(Saved data entries)
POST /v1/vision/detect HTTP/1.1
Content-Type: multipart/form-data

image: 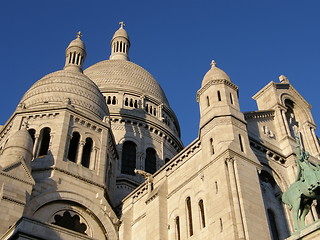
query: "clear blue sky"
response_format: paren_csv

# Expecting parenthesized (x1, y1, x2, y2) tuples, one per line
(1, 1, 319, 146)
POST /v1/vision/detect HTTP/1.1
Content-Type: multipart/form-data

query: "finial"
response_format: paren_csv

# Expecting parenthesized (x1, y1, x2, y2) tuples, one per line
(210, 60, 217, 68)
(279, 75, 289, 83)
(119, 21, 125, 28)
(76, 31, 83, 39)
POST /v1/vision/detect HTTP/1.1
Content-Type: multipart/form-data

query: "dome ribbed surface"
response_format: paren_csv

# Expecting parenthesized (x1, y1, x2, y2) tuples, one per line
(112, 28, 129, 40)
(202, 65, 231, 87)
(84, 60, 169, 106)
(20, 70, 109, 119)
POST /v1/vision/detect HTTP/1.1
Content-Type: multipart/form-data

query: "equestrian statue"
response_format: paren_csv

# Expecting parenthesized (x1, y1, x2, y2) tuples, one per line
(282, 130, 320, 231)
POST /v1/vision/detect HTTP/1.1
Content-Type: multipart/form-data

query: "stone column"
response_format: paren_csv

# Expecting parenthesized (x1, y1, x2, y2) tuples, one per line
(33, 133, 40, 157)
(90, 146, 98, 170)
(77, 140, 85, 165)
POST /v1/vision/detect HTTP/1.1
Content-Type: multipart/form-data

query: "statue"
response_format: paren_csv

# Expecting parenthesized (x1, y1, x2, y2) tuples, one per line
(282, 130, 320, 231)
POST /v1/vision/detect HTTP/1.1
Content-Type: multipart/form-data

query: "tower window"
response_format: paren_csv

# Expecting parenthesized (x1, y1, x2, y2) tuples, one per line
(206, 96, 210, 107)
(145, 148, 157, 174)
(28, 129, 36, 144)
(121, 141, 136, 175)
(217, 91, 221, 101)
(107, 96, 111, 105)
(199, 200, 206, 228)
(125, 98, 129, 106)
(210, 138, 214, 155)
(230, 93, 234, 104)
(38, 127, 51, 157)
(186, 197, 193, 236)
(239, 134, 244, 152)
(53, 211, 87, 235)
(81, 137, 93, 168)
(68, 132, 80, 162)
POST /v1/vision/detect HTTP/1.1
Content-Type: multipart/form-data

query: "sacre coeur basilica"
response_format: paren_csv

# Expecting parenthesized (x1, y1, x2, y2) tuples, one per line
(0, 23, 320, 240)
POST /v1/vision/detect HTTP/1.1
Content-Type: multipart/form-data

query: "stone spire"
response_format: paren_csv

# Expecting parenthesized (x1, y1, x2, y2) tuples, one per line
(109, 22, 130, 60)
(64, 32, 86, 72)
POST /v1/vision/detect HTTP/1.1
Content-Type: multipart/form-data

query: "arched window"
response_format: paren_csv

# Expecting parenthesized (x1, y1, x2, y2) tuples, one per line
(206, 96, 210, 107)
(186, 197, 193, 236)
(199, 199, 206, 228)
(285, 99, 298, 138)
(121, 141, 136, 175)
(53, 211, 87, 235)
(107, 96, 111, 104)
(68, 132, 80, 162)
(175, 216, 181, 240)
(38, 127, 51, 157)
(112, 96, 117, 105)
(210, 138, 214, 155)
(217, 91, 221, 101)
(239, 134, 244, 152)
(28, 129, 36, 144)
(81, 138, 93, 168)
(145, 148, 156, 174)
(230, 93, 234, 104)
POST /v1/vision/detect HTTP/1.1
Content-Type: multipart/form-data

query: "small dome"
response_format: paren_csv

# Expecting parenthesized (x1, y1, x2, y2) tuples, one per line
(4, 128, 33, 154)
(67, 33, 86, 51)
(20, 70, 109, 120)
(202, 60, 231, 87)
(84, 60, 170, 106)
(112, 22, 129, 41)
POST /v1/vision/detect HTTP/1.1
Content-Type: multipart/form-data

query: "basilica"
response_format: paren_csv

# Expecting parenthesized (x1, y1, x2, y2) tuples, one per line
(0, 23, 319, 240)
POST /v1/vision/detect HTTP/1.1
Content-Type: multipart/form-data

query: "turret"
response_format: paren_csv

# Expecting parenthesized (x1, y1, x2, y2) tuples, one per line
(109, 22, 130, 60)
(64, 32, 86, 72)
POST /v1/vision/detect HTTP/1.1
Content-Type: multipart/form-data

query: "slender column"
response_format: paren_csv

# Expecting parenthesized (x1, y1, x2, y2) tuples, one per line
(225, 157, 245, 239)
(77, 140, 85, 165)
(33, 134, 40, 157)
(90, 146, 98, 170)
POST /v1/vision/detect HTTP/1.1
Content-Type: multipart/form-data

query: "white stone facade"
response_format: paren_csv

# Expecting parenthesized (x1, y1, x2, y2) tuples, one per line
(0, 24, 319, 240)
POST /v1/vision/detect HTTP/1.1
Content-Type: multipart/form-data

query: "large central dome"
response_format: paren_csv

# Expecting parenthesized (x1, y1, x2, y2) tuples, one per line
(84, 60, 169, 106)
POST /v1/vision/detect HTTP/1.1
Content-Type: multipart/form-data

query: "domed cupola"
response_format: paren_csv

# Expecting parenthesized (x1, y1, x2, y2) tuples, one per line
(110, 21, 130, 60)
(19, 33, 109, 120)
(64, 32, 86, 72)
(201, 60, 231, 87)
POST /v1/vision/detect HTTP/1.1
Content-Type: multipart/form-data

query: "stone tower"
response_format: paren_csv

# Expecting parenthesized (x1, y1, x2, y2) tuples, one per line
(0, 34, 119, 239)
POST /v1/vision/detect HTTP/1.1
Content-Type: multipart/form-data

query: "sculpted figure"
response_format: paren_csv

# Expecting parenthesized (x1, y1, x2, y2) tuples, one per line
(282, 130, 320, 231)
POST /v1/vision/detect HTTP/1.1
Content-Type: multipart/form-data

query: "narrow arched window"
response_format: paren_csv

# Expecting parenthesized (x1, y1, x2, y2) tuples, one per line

- WHAT TO PRODUCE -
In the answer, the entries must appear exactly as above, without the images.

- WRITTEN RESPONSE -
POST /v1/vision/detect HTTP/1.1
Content-Type: multipart/form-data

image: 
query: "clear blue sky"
response_format: paren_csv

# Expecting parenthesized (x1, y1, x2, y2) tuples, one per line
(1, 1, 319, 146)
POST /v1/vision/detect HTTP/1.1
Content-Type: multipart/form-data

query: "finial"
response_format: paren_csv

# Expecting parenthesized (x1, y1, x2, y2) tuples, one per line
(210, 60, 217, 68)
(279, 75, 289, 83)
(119, 21, 125, 28)
(76, 31, 83, 39)
POST /v1/vision/detect HTTP/1.1
Content-Type: multipart/form-data

query: "dome ribbed surface"
response_format: paren_csv

# Expecting parenthesized (x1, y1, x2, y2) tuples, one per line
(112, 28, 129, 40)
(202, 65, 231, 87)
(84, 60, 169, 106)
(20, 70, 109, 119)
POST /v1/vision/detect HTTP/1.1
Content-Type: multipart/form-data

query: "equestrian statue"
response_format: paren_csv

# Expecting parenthesized (x1, y1, x2, y2) tuples, one per line
(282, 130, 320, 231)
POST /v1/vision/detect HTTP/1.1
Content-Type: multipart/form-data

query: "stone column"
response_format: paren_csv

# Expecting parenthesized (x1, y1, x2, y2) tuples, one per line
(33, 133, 40, 157)
(90, 146, 98, 170)
(77, 140, 85, 165)
POST /v1/vision/detect HTTP/1.1
Content-Type: multipart/form-data

query: "statue"
response_format: paren_csv

# Expecting parenthesized (x1, y1, x2, y2) tuples, one per line
(282, 130, 320, 231)
POST /v1/vision/detect HTTP/1.1
Content-Type: multipart/form-data

query: "tower window"
response_format: paren_csv

# Expecting parenthesized (x1, y1, x2, y2) tuples, one per line
(206, 96, 210, 107)
(145, 148, 157, 174)
(28, 129, 36, 144)
(121, 141, 136, 175)
(217, 91, 221, 101)
(107, 96, 111, 105)
(199, 200, 206, 228)
(125, 98, 129, 106)
(210, 138, 214, 155)
(230, 93, 234, 104)
(38, 127, 51, 157)
(186, 197, 193, 236)
(239, 134, 244, 152)
(53, 211, 87, 235)
(81, 137, 93, 168)
(68, 132, 80, 162)
POST /v1/vision/detect HTTP/1.1
Content-Type: multipart/form-data

query: "sacre coeur basilica"
response_format: paren_csv

# Expecting parenthesized (x1, y1, x2, y2) tuples, one per line
(0, 23, 320, 240)
POST /v1/vision/detect HTTP/1.1
Content-Type: multipart/form-data

query: "stone spire"
response_format: paren_csv

# Expecting parenthesized (x1, y1, x2, y2) tuples, one per line
(109, 22, 130, 60)
(64, 32, 86, 72)
POST /v1/vision/detect HTTP/1.1
Content-Type: multipart/form-data

query: "arched window"
response_format: paren_csv

# Expecting parenthesized (x1, y1, x2, y2) tuples, one per line
(206, 96, 210, 107)
(186, 197, 193, 236)
(199, 199, 206, 228)
(285, 99, 298, 138)
(121, 141, 136, 175)
(53, 211, 87, 235)
(107, 96, 111, 104)
(68, 132, 80, 162)
(175, 216, 181, 240)
(38, 127, 51, 157)
(112, 96, 117, 105)
(210, 138, 214, 155)
(217, 91, 221, 101)
(239, 134, 244, 152)
(28, 129, 36, 144)
(81, 138, 93, 168)
(145, 148, 156, 174)
(230, 93, 234, 104)
POST /v1/vision/detect HTTP/1.1
Content-Type: multipart/form-data

query: "small dome"
response_format: paren_csv

# Expecting parenthesized (x1, y1, x2, y2) tuples, one per line
(4, 128, 33, 154)
(67, 33, 86, 51)
(20, 70, 109, 120)
(202, 60, 231, 87)
(84, 60, 170, 106)
(112, 22, 129, 41)
POST /v1/vision/detect HTTP/1.1
Content-Type: multipart/form-data

query: "basilica"
response_format: paren_csv

# Expecting parenthesized (x1, y1, x2, y2) tuples, one per line
(0, 23, 319, 240)
POST /v1/vision/detect HTTP/1.1
Content-Type: multipart/form-data

query: "turret"
response_format: paren_csv

# Expecting parenthesized (x1, y1, x2, y2) tuples, one per line
(109, 22, 130, 60)
(64, 32, 86, 72)
POST /v1/vision/detect HTTP/1.1
Content-Type: multipart/form-data

query: "slender column"
response_format: paren_csv

# Expecting parenthesized (x1, y1, x2, y2) tuples, one per line
(225, 157, 245, 239)
(77, 140, 85, 165)
(33, 134, 40, 157)
(90, 146, 98, 170)
POST /v1/vision/detect HTTP/1.1
Content-Type: multipart/form-data

query: "white stone facade"
response_format: paren_csv

# Expecting parenthesized (x1, y1, x2, y2) tuples, one per line
(0, 24, 319, 240)
POST /v1/vision/detect HTTP/1.1
Content-Type: multipart/form-data

query: "large central dome"
response_format: paren_csv

# Expecting parenthesized (x1, y1, x2, y2) tuples, one per line
(84, 60, 169, 106)
POST /v1/vision/detect HTTP/1.1
Content-Type: multipart/form-data

query: "domed cupola"
response_format: paren_csv

# Expecting parenthesized (x1, y1, x2, y2) tuples, one per line
(110, 21, 130, 60)
(19, 33, 109, 120)
(64, 32, 86, 72)
(201, 60, 231, 87)
POST /v1/vision/detect HTTP/1.1
Content-Type: multipart/form-data

query: "stone tower"
response_format: paren_csv

# Expecting parenthesized (x1, y1, x2, y2) tuples, one per line
(0, 34, 119, 239)
POST /v1/vision/detect HTTP/1.1
Content-Type: multipart/form-data

query: "sculpted figure"
response_format: paren_csv

# Expecting parenthesized (x1, y1, x2, y2) tuples, one per line
(282, 130, 320, 231)
POST /v1/vision/detect HTTP/1.1
Content-Type: multipart/form-data

query: "narrow arched window"
response_format: paren_csv

# Expecting parenthesized (x1, y1, x2, y2) tuples, one per line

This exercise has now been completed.